WHAT IS REQUIRED ▸
The data below is to be returned in full and exactly.

EXERCISE MATERIAL ▸
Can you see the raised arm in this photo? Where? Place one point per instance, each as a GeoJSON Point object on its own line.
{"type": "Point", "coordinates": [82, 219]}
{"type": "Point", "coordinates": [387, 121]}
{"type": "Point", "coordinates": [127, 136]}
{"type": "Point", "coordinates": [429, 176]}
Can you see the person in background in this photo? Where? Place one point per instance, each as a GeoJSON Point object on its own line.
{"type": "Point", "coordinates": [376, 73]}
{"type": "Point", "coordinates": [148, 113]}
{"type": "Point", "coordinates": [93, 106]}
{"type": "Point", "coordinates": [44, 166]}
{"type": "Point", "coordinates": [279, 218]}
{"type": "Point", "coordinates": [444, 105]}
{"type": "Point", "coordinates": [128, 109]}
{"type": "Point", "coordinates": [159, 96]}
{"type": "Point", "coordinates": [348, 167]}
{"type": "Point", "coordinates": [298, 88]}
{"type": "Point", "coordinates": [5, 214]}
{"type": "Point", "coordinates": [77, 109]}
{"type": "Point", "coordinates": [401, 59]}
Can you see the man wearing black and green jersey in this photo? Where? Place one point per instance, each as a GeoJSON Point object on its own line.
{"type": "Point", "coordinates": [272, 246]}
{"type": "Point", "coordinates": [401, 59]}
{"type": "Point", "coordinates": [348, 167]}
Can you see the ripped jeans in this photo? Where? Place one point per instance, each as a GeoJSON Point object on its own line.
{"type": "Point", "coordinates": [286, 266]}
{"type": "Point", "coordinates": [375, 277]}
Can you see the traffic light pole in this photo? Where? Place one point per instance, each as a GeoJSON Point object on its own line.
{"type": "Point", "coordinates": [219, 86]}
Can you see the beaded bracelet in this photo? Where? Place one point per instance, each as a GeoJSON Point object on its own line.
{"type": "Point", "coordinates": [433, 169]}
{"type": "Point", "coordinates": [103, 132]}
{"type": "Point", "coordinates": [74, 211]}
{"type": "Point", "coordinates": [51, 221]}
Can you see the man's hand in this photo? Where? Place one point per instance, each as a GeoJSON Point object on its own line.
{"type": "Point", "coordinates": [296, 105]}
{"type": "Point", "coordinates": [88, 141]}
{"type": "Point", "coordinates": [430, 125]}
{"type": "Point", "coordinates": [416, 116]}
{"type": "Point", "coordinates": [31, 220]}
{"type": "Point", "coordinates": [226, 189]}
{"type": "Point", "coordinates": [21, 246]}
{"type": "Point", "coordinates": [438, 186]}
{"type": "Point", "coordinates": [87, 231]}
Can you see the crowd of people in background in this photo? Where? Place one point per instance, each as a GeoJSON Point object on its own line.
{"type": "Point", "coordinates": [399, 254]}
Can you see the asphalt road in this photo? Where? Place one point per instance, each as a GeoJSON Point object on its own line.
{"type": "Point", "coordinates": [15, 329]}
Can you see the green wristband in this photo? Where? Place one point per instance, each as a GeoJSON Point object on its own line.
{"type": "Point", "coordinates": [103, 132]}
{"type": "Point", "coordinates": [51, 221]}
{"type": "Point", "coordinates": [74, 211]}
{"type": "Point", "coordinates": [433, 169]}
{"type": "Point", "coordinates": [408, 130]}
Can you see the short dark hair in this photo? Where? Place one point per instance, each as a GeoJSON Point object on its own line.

RESULT OF THE EXERCISE ▸
Can you see the raised arm in this photo? Where? Place one point per instance, each as a GeoJSON Point object on its own line.
{"type": "Point", "coordinates": [82, 219]}
{"type": "Point", "coordinates": [387, 121]}
{"type": "Point", "coordinates": [127, 136]}
{"type": "Point", "coordinates": [429, 176]}
Can you see the person in background in this photo? Where? Place one point per instance, each as a GeoJSON Point object on its own line.
{"type": "Point", "coordinates": [376, 73]}
{"type": "Point", "coordinates": [148, 113]}
{"type": "Point", "coordinates": [93, 106]}
{"type": "Point", "coordinates": [44, 166]}
{"type": "Point", "coordinates": [279, 218]}
{"type": "Point", "coordinates": [444, 105]}
{"type": "Point", "coordinates": [128, 109]}
{"type": "Point", "coordinates": [159, 96]}
{"type": "Point", "coordinates": [348, 167]}
{"type": "Point", "coordinates": [298, 88]}
{"type": "Point", "coordinates": [5, 214]}
{"type": "Point", "coordinates": [77, 109]}
{"type": "Point", "coordinates": [401, 59]}
Can you see the man wearing black and green jersey in this photo? Where? Place one point per instance, each as a GeoJSON Point object on its own line.
{"type": "Point", "coordinates": [272, 246]}
{"type": "Point", "coordinates": [401, 59]}
{"type": "Point", "coordinates": [348, 167]}
Can you see the ripped jeans in this photo? Where? Place one point per instance, each as a GeoJSON Point object on its own line.
{"type": "Point", "coordinates": [286, 266]}
{"type": "Point", "coordinates": [375, 277]}
Can you see the traffic light pole in this photo? Where? Place one point per instance, each as a GeoJSON Point object on its own line.
{"type": "Point", "coordinates": [219, 86]}
Can you see the beaded bracelet in this photo? Where? Place one point per instance, each as a GeoJSON Point object on its own line.
{"type": "Point", "coordinates": [433, 169]}
{"type": "Point", "coordinates": [103, 132]}
{"type": "Point", "coordinates": [74, 211]}
{"type": "Point", "coordinates": [51, 221]}
Can you see the man's hand in this photo? Where? Place one point per instance, each as a GeoJSON Point object on its own line.
{"type": "Point", "coordinates": [296, 105]}
{"type": "Point", "coordinates": [88, 141]}
{"type": "Point", "coordinates": [430, 125]}
{"type": "Point", "coordinates": [416, 116]}
{"type": "Point", "coordinates": [31, 220]}
{"type": "Point", "coordinates": [226, 189]}
{"type": "Point", "coordinates": [21, 246]}
{"type": "Point", "coordinates": [438, 186]}
{"type": "Point", "coordinates": [87, 231]}
Can you see the crowd of people in background in this photo? Where? Place one point per instance, each as a GeoJSON Point object on its own line.
{"type": "Point", "coordinates": [399, 254]}
Can you see the asphalt road in this photo? Where? Place one point per instance, each as a GeoJSON Point object on its own line.
{"type": "Point", "coordinates": [15, 329]}
Can you see the green wristband in this photo? Where? Place one point per instance, each as a GeoJSON Point object on its own line.
{"type": "Point", "coordinates": [103, 132]}
{"type": "Point", "coordinates": [51, 221]}
{"type": "Point", "coordinates": [74, 211]}
{"type": "Point", "coordinates": [433, 169]}
{"type": "Point", "coordinates": [408, 130]}
Can you see the short dark hair in this photo? Where? Place one point per instance, each as a GeoJSON Point object on its own line.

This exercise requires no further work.